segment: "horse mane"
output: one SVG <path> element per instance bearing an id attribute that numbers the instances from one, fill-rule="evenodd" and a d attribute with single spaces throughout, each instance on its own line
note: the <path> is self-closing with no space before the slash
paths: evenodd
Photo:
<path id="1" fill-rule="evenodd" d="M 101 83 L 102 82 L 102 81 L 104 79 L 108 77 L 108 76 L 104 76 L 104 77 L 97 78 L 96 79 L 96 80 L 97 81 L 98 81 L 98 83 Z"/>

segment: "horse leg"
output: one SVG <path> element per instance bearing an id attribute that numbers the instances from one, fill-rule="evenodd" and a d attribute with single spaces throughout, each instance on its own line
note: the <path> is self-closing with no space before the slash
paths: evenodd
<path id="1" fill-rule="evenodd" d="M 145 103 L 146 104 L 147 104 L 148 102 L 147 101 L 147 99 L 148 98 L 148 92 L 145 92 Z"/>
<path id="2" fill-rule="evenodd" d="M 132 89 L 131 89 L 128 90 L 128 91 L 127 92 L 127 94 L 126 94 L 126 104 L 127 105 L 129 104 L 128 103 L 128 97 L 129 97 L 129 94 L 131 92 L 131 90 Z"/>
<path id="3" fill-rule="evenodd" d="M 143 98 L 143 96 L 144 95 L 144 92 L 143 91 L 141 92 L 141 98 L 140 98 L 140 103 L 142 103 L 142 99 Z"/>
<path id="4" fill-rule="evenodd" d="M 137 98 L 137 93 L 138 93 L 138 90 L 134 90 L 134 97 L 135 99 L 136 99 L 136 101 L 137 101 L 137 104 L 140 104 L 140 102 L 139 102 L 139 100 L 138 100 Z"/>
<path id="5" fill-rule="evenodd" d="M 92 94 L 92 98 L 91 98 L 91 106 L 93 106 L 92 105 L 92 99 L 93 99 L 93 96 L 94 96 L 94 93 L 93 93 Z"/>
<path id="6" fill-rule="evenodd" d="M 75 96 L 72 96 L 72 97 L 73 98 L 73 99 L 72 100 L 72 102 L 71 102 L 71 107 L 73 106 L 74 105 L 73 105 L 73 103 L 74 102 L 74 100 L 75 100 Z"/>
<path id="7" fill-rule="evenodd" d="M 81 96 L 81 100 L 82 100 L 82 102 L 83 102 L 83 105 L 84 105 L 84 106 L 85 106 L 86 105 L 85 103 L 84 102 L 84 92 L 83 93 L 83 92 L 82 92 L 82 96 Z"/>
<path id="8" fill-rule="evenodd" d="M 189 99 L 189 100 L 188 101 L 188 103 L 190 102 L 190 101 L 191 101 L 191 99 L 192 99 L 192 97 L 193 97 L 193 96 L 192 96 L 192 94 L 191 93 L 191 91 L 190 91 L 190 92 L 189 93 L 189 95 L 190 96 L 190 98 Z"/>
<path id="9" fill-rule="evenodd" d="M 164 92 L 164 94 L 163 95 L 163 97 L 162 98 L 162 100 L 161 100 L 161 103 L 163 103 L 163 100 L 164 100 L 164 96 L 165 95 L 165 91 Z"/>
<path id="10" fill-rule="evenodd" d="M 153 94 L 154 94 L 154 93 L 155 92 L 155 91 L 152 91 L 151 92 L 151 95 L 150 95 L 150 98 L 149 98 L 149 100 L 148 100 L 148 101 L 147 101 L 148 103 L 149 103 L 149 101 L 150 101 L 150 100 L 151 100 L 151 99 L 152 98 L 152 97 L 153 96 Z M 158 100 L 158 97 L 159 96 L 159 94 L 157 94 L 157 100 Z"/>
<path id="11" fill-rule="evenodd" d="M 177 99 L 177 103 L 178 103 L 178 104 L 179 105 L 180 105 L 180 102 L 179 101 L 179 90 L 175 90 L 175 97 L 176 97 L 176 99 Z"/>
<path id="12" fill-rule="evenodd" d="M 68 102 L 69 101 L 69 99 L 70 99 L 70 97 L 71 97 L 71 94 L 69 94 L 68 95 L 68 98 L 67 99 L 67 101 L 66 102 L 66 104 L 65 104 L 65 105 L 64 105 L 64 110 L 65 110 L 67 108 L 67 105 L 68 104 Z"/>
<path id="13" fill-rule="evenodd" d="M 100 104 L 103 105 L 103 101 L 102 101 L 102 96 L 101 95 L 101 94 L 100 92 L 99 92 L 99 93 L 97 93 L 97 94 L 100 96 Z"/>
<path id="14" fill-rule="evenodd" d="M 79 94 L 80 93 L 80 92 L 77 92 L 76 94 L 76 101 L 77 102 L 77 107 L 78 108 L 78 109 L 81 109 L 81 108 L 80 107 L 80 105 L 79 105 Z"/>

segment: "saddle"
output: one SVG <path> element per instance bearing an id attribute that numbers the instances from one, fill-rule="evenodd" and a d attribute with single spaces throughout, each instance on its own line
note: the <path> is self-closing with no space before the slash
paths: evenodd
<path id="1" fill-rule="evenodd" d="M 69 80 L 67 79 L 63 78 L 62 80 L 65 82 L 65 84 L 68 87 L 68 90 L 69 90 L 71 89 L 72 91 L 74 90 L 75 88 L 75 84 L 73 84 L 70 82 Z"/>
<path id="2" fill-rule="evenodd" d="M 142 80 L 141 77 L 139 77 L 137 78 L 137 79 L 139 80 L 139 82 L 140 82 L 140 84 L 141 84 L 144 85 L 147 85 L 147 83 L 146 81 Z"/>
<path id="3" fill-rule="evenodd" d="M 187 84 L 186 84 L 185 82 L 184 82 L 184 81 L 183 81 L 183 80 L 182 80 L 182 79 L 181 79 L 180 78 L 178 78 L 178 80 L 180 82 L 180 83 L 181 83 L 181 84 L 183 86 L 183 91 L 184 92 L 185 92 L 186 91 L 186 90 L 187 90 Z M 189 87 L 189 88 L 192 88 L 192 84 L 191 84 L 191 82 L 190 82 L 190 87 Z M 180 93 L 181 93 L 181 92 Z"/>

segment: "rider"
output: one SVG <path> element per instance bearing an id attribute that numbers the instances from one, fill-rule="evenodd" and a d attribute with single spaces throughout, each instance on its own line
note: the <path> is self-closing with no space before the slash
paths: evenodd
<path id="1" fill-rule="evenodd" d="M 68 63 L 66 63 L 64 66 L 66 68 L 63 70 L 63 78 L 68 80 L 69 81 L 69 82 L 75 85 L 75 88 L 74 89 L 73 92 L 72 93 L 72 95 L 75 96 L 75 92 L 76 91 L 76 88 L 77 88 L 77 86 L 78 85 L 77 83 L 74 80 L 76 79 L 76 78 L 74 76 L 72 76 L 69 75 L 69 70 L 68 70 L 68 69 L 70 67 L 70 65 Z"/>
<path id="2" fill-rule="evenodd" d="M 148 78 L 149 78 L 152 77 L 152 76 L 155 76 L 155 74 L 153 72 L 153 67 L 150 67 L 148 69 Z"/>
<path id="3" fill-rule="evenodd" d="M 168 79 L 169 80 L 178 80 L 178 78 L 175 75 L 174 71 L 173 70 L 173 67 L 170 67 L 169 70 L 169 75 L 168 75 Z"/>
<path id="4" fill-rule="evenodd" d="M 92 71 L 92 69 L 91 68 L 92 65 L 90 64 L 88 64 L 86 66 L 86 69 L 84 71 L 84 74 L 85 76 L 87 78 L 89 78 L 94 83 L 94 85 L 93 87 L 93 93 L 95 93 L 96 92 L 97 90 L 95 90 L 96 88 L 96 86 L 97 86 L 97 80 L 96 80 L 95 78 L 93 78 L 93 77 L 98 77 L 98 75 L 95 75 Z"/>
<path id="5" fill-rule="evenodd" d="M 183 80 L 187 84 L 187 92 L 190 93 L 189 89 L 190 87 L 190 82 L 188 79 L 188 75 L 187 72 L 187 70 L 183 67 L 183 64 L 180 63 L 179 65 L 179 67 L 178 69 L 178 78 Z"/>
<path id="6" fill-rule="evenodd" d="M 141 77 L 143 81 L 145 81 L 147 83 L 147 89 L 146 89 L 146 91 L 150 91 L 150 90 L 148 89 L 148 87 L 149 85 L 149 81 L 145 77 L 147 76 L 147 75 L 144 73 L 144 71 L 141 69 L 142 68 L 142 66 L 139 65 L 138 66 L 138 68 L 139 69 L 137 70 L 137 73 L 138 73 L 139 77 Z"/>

* Given exercise *
Reproduce the data unchanged, from its first line through the line containing "101 83 L 102", both ends included.

* Exercise response *
segment: "horse mane"
output: one SVG <path> element per instance bearing an id attribute that numbers the instances from one, fill-rule="evenodd" and a d attribute with single spaces throughout, each instance on its own line
note: the <path> is self-closing with no space before the slash
paths: evenodd
Photo:
<path id="1" fill-rule="evenodd" d="M 101 83 L 102 82 L 102 81 L 104 79 L 108 77 L 108 76 L 104 76 L 104 77 L 97 78 L 96 79 L 96 80 L 97 81 L 98 81 L 98 83 Z"/>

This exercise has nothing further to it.